SET PROBLEM A:
Return every line of the records below that contains the word "shirt".

The Pacman Projects are a collection of programming assignments designed to teach students fundamental concepts in artificial intelligence by applying them to Pacman. However, these projects aren't just about coding the AI for a video game character. Rather, they provide a foundation for real-world problems such as computer vision, natural language processing, robotics, etc.
Students are provided with infrastructure and graphics code that can run different Pacman-related programs. However, the crucial algorithms that give Pacman his intelligence have been removed. The student's job to fill in the missing code and make Pacman smart!
The projects were created at UC Berkeley and are shared with other universities. More information can be found at the UC Berkeley page.
First things first, Pacman must be able to navigate his world. I implemented breadth first, depth first, uniform cost, and A* search algorithms to help Pacman find dots and eat them efficiently.
With enemies added to the mix, I implemented minimax and expectimax searches to help Pacman eat dots while avoiding his ghost adversaries. This involved designing state evaluation functions. In addition, I implemented the alpha/beta pruning versions of these algorithms to improve search efficiency.
One assignment provides a Markov Decision Process for a simple gridworld with non-deterministic actions. I computed the expected utility of each state by implementing value iteration. Then, taking away the transition and reward functions, I calculated the optimal policy by implementing Q-learning.

RECORDS FOR THIS TASK:

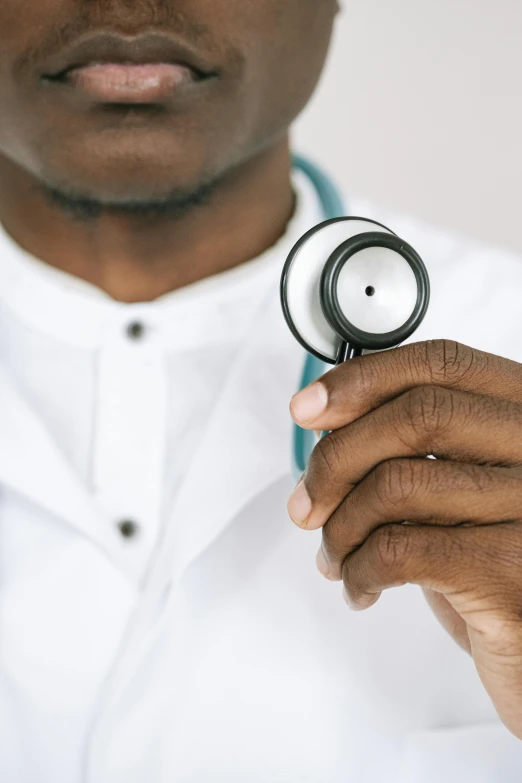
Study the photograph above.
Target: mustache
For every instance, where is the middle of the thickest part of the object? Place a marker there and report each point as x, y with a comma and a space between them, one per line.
126, 17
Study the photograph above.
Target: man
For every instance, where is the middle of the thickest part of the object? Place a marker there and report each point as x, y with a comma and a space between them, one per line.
160, 618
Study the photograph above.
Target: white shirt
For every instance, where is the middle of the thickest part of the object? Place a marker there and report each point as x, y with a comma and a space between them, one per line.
206, 648
127, 414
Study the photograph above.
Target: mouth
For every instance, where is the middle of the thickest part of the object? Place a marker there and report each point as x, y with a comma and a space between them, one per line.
147, 69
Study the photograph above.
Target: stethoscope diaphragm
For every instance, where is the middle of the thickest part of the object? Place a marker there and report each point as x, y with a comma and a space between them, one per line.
353, 282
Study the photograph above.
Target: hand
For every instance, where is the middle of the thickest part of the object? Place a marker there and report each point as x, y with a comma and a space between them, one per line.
391, 516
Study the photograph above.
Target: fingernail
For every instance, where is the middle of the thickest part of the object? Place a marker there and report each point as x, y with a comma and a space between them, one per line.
299, 505
308, 404
322, 564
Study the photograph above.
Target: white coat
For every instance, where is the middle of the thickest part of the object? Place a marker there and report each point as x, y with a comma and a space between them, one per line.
237, 663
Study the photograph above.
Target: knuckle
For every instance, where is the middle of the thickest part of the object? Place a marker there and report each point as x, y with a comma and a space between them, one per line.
391, 546
327, 455
428, 410
395, 483
449, 362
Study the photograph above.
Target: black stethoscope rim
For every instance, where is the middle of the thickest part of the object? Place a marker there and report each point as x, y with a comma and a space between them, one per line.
286, 274
369, 341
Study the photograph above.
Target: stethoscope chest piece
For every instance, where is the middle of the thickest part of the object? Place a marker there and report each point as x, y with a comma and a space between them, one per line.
351, 285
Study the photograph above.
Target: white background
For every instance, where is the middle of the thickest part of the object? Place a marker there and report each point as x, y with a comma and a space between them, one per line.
420, 109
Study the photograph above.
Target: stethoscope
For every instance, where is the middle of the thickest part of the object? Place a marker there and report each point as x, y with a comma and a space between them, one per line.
349, 286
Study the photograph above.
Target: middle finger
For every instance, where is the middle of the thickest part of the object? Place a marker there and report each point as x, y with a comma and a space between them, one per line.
427, 420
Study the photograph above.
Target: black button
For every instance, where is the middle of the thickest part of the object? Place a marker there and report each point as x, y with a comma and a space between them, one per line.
136, 330
128, 528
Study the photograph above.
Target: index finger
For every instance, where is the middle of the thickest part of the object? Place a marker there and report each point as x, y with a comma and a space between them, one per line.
360, 385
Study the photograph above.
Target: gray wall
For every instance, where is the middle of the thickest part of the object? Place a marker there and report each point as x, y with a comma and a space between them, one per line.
420, 109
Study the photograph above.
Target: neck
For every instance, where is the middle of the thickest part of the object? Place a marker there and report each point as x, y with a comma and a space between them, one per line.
141, 257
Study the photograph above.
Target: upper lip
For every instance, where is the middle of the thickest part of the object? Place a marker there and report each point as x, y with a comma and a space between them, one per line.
144, 49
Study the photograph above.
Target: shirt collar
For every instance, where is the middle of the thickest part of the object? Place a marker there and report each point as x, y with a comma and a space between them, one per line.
214, 310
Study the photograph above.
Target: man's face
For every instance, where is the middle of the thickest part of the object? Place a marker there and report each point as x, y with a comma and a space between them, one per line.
120, 133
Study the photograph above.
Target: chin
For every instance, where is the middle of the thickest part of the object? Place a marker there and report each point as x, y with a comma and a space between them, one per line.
120, 168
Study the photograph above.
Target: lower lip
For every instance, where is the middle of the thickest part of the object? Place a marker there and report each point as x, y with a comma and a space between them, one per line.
126, 83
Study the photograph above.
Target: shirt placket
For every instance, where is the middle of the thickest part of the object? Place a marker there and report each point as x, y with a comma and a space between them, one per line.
129, 435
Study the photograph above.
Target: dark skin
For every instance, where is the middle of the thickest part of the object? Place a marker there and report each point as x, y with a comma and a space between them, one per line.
173, 192
230, 132
452, 525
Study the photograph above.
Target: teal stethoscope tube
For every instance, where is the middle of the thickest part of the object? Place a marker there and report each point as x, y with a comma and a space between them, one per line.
333, 207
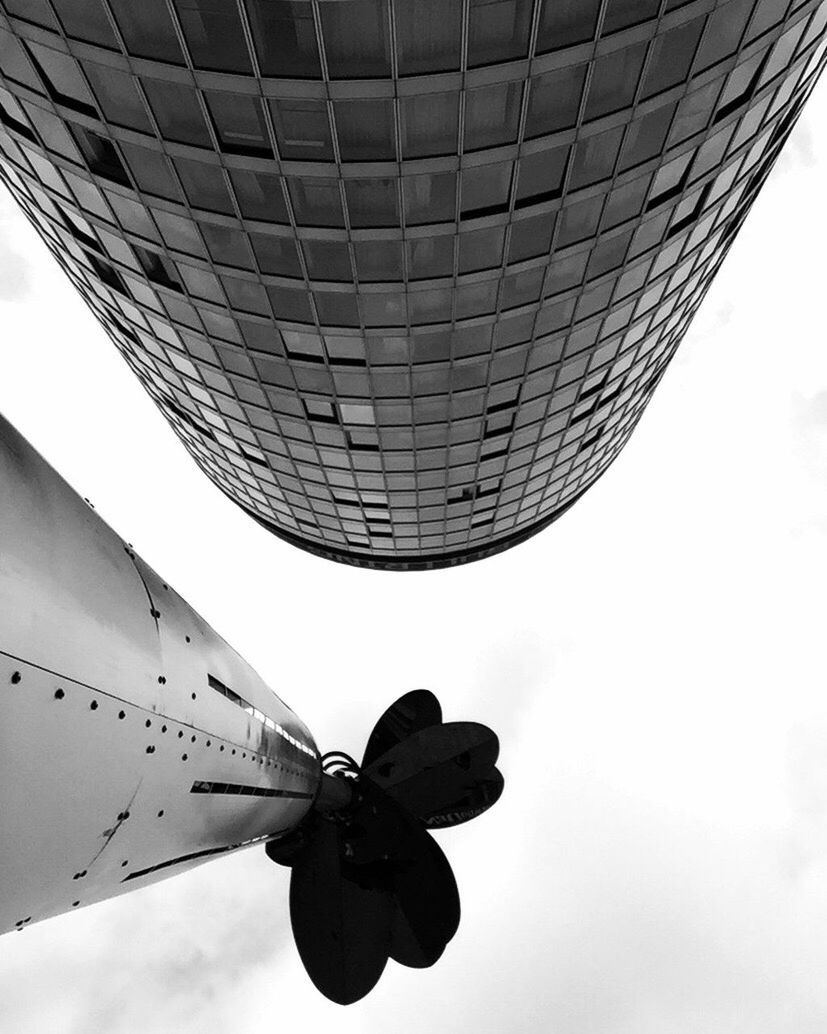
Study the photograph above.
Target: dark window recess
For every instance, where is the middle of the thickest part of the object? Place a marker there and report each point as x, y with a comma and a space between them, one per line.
11, 123
320, 411
470, 493
106, 273
177, 861
157, 268
585, 415
492, 451
81, 236
252, 457
497, 425
218, 686
379, 533
738, 101
362, 442
304, 357
594, 388
100, 155
187, 417
201, 786
686, 220
590, 438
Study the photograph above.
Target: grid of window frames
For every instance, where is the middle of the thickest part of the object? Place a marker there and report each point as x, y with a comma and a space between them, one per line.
402, 274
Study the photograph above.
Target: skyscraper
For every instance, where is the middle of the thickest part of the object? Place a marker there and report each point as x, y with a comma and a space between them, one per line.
402, 274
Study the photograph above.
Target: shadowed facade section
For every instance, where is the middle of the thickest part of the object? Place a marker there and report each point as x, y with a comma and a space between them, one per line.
402, 274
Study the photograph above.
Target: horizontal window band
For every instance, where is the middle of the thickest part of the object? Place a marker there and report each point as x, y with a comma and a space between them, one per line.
201, 786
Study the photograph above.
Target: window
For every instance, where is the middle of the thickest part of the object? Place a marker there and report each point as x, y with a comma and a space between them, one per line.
157, 268
428, 35
284, 37
327, 260
481, 249
86, 21
429, 198
118, 97
147, 29
204, 185
430, 256
214, 35
541, 176
62, 79
302, 129
563, 23
276, 254
498, 30
377, 261
100, 155
239, 124
554, 100
356, 38
316, 202
485, 189
492, 115
671, 57
365, 129
429, 124
178, 113
259, 195
614, 81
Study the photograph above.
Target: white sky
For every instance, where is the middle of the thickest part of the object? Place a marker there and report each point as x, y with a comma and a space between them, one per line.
653, 664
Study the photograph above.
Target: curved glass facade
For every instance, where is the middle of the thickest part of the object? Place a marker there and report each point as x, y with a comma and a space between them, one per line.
402, 274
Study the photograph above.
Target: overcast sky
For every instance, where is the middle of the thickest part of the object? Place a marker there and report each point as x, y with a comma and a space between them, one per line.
653, 663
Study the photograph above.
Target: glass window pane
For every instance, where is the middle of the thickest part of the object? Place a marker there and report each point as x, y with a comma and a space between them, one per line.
430, 256
86, 21
178, 113
204, 185
428, 35
671, 58
118, 97
724, 31
372, 203
356, 38
327, 260
579, 221
302, 129
541, 176
316, 202
259, 195
429, 124
622, 13
593, 158
276, 254
481, 249
554, 100
563, 23
429, 198
147, 29
614, 81
150, 171
214, 35
365, 129
498, 30
226, 246
646, 138
530, 238
239, 124
485, 189
492, 115
284, 37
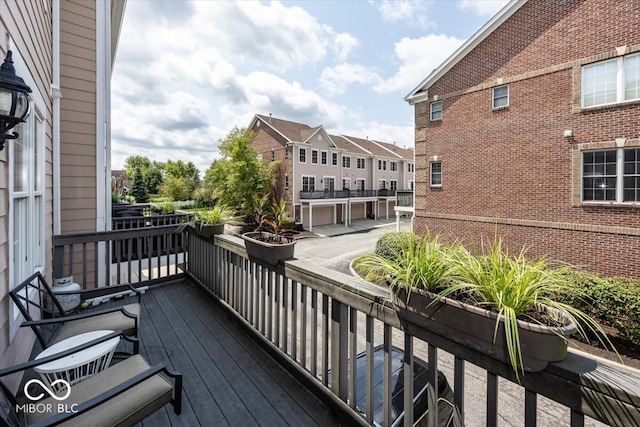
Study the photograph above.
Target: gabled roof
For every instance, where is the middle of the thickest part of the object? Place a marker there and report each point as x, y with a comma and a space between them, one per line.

SET PROBLEM B:
Go on with the text about the Pacman Projects, starting after its last sentence.

EXERCISE OUTPUT A:
Target: white shirt
Target: shirt collar
Target: shirt placket

EXERCISE OUTPUT B:
The state space for a Pacman game is too large for exact Q-learning. Real-valued features are extracted from states, and Q-values are defined to be the dot product of this feature vector with a vector of weights. I implemented approximate Q-learning to learn these weights, adjusting them with each experience.
One assignment has Pacman chase ghosts he cannot see. Pacman receives noisy measurements of ghosts' distances. I implemented a tracking algorithm which maintains a belief state for each ghost being tracked. Belief states are updated with each observation and with each time lapse.
Sometimes the state space is too large to store. I implemented approximate inference with a joint particle filter algorithm. Each ghost action is influenced by the positions of the other ghosts, so resampling required querying a provided Bayes Net which describes the ghosts' transition function.
The final assignment is a month-long, open-ended competition. Students create their own AI for a team of Pacman agents to play capture the flag against each other. Success requires both technical ability and creativity.
The board is divided into red and blue halves. Agents are ghosts on their own side, where their job is to attack invading opponents and prevent them from eating dots. When agents cross over into enemy territory, they transform into Pacman and eat the opponent's dots. Whichever team eats all but 2 dots first wins.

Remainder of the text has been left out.